### ESTRATTO DEL TESTO
A Melbourne 1956 la partecipazione femminile cresce di qualche unità ma sostanzialmente si attesta sull’11%. Su 3314 presenze, solo 376 sono donne. Non ci sono grandi novità nel programma, le categorie aperte alle atlete infatti rimangono le stesse.
Durante la XVI Olimpiade abbiamo comunque modo di assistere al debutto di una delle sportive più grandi di tutti i tempi. Si tratta di Larisa Latynina, nata a Cherson, in Ucraina (oggi ex Urss), nel 1934: è l’unica ad aver vinto medaglie in ogni gara del programma in due edizioni dei giochi Olimpici. Vince a Melbourne l’oro nel all-around, nel volteggio e nel corpo libero, l’argento nelle parallele asimmetriche e il bronzo nella competizione a squadre. Quattro anni dopo, a Roma, si conferma campionessa olimpica nell’all-around e nel corpo libero; e porta l’Unione Sovietica a vincere, di nuovo, la medaglia d’oro nella gara a squadre. Inoltre conquista l’argento alle parallele asimmetriche e alla trave e il bronzo nel volteggio. A Tokyo nel 1964 è oro olimpico a squadre. Conclusa la sua eccellente carriera agonistica, dal 1967 al 1977 allena la nazionale Urss partecipando a molti altri successi della ginnastica. Nel 1998 viene ammessa nella Hall of Fame e nelle Olimpiadi di Sydney 2000 le viene intitolata la strada del villaggio olimpico.

### CONSEGNA ESERCIZIO
Rispondi alle tre domande seguenti usando solo l'estratto sulle Olimpiadi di Melbourne, numerando le risposte nello stesso modo.
1. Quante donne partecipano ai giochi di Melbourne 1956?
2. In quale città e in quale anno nasce Larisa Latynina?
3. Che cosa le viene intitolato durante le Olimpiadi di Sydney 2000?

### DATI DI PARTENZA
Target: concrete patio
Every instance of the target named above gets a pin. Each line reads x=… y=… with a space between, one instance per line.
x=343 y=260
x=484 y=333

### RISULTATO
1. Partecipano 376 donne su 3314 presenze.
2. Nasce a Cherson, in Ucraina, nel 1934.
3. Le viene intitolata la strada del villaggio olimpico.